● Task prompt: Your answer must be the full set of records, repeated exactly.

● Stored data:
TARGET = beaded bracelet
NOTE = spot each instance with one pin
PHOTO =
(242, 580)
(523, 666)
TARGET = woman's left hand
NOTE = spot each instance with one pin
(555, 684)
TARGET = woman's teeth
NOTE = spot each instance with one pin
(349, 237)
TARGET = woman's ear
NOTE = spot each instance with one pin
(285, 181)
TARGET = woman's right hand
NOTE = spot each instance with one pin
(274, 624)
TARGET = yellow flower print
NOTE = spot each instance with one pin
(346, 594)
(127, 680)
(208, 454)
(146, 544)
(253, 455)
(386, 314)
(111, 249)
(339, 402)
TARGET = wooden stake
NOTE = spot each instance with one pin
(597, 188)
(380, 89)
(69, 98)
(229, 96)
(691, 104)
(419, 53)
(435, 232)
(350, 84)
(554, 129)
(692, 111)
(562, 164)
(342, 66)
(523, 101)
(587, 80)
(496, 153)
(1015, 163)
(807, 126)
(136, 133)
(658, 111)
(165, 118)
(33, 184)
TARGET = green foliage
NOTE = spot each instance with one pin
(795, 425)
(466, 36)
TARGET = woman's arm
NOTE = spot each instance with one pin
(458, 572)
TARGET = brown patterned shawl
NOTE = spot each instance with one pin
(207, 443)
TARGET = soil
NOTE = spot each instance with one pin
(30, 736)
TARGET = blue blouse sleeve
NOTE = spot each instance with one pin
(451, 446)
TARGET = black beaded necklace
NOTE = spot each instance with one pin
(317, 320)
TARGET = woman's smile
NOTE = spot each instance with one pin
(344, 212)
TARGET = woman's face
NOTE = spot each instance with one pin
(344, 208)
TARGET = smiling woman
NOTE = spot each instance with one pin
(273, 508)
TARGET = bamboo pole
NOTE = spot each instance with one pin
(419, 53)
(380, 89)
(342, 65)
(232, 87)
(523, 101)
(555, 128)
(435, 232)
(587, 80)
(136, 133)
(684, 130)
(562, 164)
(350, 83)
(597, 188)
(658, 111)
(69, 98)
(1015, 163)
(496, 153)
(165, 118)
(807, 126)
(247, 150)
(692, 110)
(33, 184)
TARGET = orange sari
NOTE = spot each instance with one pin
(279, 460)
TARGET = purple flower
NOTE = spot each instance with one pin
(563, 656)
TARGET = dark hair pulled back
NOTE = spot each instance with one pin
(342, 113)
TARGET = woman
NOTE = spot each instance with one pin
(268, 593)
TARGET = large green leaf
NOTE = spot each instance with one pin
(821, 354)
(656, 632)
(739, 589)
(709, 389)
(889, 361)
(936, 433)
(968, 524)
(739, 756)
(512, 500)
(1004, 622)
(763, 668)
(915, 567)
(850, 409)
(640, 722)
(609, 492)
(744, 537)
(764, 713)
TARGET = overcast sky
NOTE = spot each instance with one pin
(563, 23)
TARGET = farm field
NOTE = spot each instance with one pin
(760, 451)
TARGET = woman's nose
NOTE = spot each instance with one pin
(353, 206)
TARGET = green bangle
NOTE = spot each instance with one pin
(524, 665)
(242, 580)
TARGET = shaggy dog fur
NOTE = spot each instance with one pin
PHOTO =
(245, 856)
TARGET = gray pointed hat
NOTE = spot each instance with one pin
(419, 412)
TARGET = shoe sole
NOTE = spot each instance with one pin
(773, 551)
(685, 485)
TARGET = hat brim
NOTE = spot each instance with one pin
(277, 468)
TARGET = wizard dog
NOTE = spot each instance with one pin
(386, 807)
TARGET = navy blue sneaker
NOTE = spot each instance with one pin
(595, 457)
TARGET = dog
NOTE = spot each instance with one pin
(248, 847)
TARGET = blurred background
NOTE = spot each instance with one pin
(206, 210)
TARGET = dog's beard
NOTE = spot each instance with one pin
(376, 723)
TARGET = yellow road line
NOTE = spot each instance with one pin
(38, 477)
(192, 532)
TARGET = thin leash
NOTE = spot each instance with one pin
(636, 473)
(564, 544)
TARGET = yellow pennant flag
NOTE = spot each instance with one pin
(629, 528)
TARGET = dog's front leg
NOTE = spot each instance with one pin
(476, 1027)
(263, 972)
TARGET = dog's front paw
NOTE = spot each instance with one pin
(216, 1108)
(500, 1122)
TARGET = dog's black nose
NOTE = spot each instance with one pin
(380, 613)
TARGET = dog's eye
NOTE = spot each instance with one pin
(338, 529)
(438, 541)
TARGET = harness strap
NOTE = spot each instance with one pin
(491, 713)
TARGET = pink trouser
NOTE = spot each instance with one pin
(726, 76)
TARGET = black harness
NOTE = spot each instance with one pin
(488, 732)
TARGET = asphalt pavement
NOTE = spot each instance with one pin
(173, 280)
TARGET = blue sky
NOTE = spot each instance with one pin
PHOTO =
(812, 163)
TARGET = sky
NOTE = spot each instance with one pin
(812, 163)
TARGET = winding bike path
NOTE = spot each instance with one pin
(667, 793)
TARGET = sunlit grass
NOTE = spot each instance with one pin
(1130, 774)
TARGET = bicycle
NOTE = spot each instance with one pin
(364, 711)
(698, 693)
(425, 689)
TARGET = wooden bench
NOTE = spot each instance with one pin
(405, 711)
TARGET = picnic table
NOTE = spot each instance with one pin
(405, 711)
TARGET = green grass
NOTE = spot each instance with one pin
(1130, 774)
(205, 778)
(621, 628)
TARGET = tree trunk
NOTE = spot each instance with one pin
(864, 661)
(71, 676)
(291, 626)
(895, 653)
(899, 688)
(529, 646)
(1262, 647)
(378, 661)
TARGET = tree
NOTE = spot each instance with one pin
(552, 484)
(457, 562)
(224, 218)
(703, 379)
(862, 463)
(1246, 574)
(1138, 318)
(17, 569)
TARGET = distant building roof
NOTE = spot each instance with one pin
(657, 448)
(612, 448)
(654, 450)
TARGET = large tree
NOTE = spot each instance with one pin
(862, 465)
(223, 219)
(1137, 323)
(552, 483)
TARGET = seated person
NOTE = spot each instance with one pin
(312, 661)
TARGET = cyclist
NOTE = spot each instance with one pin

● Exercise solution:
TARGET = beaded bracelet
NOTE = spot each instance with one pin
PHOTO =
(242, 580)
(523, 666)
TARGET = woman's left hand
NOTE = spot each instance with one pin
(555, 684)
TARGET = woman's teeth
NOTE = spot each instance with one pin
(349, 237)
TARGET = woman's ear
NOTE = spot each instance with one pin
(285, 181)
TARGET = woman's right hand
NOTE = spot each instance with one pin
(274, 624)
TARGET = yellow flower print
NOTE = spot each instance with one pin
(346, 594)
(127, 680)
(208, 454)
(146, 544)
(253, 455)
(386, 314)
(111, 249)
(339, 402)
TARGET = wooden stake
NOTE = spot each instance with one pin
(597, 188)
(380, 89)
(69, 98)
(229, 96)
(691, 104)
(419, 53)
(435, 232)
(350, 84)
(554, 129)
(692, 111)
(562, 164)
(342, 66)
(523, 101)
(587, 80)
(496, 153)
(1015, 163)
(807, 126)
(136, 133)
(658, 111)
(165, 118)
(33, 184)
TARGET = green foliage
NOTE = spot each instance with one pin
(795, 425)
(466, 36)
TARGET = woman's arm
NOTE = spot each instance with one pin
(458, 572)
TARGET = brown patterned shawl
NOTE = spot each instance with one pin
(207, 443)
TARGET = soil
NOTE = spot each instance with one pin
(30, 736)
TARGET = blue blouse sleeve
NOTE = spot each instance with one pin
(451, 446)
TARGET = black beaded necklace
NOTE = spot each instance with one pin
(317, 320)
TARGET = woman's smile
NOTE = spot each instance with one pin
(344, 212)
TARGET = woman's face
NOTE = spot each instance with one pin
(344, 208)
TARGET = smiling woman
NOTE = spot each instance with one pin
(273, 508)
TARGET = bamboo pole
NOTE = spot each instance with one pin
(419, 53)
(380, 89)
(342, 65)
(232, 87)
(523, 101)
(555, 128)
(435, 232)
(587, 80)
(136, 133)
(684, 130)
(562, 164)
(350, 83)
(597, 188)
(658, 111)
(69, 98)
(1015, 163)
(496, 153)
(165, 118)
(807, 126)
(247, 150)
(692, 110)
(33, 184)
TARGET = orange sari
NOTE = spot each instance with one pin
(279, 460)
TARGET = purple flower
NOTE = spot each instance with one pin
(563, 656)
TARGET = dark hair pulled back
NOTE = spot each instance with one pin
(342, 113)
TARGET = woman
NOTE = spot each instance with one pin
(268, 593)
TARGET = large green leaf
NOTE = spot each instance with one pin
(821, 354)
(656, 632)
(739, 589)
(709, 389)
(889, 361)
(936, 433)
(968, 524)
(739, 756)
(512, 500)
(1004, 622)
(763, 668)
(915, 567)
(850, 409)
(640, 722)
(609, 492)
(744, 537)
(764, 713)
TARGET = overcast sky
NOTE = spot each instance with one pin
(563, 23)
TARGET = farm field
NOTE = spot each instance with one pin
(760, 451)
TARGET = woman's nose
NOTE = spot each instance with one pin
(353, 206)
TARGET = green bangle
NOTE = spot each instance with one pin
(524, 665)
(242, 580)
TARGET = shaggy dog fur
NOTE = spot each instance with one pin
PHOTO =
(245, 856)
TARGET = gray pointed hat
NOTE = spot each instance with one pin
(419, 412)
TARGET = shoe sole
NOTE = spot each instance with one pin
(773, 551)
(685, 485)
TARGET = hat brim
NOTE = spot each instance with one pin
(277, 468)
TARGET = wizard dog
NOTE = spot each instance with one pin
(386, 807)
TARGET = navy blue sneaker
NOTE = spot each instance with one pin
(595, 457)
TARGET = dog
NOTE = spot each instance with one pin
(248, 847)
TARGET = blurred background
NOTE = spot each instance with one pin
(206, 210)
TARGET = dog's beard
NOTE = spot each instance with one pin
(376, 723)
TARGET = yellow road line
NOTE = spot each instance with one pin
(38, 477)
(192, 532)
TARGET = thin leash
NOTE = spot each instance with one pin
(636, 473)
(564, 544)
TARGET = yellow pennant flag
NOTE = spot each instance with one pin
(629, 528)
TARGET = dog's front leg
NOTE = spot each instance with one pin
(476, 1027)
(263, 972)
TARGET = dog's front paw
NOTE = spot each instance with one pin
(216, 1108)
(500, 1122)
TARGET = dog's black nose
NOTE = spot each instance with one pin
(380, 613)
TARGET = dog's eye
NOTE = spot each instance with one pin
(338, 529)
(438, 541)
TARGET = harness strap
NOTE = spot each instance with one pin
(491, 713)
TARGET = pink trouser
NOTE = spot each instance with one pin
(726, 76)
TARGET = black harness
NOTE = spot each instance with one pin
(488, 732)
TARGET = asphalt pavement
NOTE = spot each instance with one pin
(173, 280)
TARGET = blue sky
NOTE = spot each instance with one pin
PHOTO =
(812, 163)
TARGET = sky
NOTE = spot each instance with one pin
(812, 163)
TARGET = winding bike path
NOTE = spot each instance with one pin
(667, 793)
TARGET = sunlit grass
NOTE = spot each instance with one pin
(1130, 774)
TARGET = bicycle
NOTE = spot each instance with one pin
(364, 711)
(698, 693)
(425, 689)
TARGET = wooden bench
NOTE = spot each instance with one pin
(405, 711)
TARGET = picnic table
NOTE = spot each instance with one pin
(405, 711)
TARGET = green grass
NOTE = spot each instance with one pin
(1130, 774)
(205, 778)
(621, 628)
TARGET = tree trunk
NOTE = spot each instance with one pin
(864, 661)
(71, 676)
(291, 626)
(895, 653)
(899, 688)
(529, 646)
(1262, 647)
(378, 661)
TARGET = tree
NOTE = spot each instance with one pin
(552, 484)
(457, 562)
(224, 218)
(703, 379)
(862, 463)
(1246, 574)
(1138, 318)
(17, 569)
TARGET = distant building roof
NOTE = spot each instance with one pin
(657, 448)
(612, 448)
(654, 450)
TARGET = large tree
NOTE = spot each instance with one pin
(862, 465)
(223, 219)
(1137, 323)
(552, 483)
TARGET = seated person
NOTE = spot each instance with one pin
(312, 661)
TARGET = cyclist
NOTE = spot each instance with one pin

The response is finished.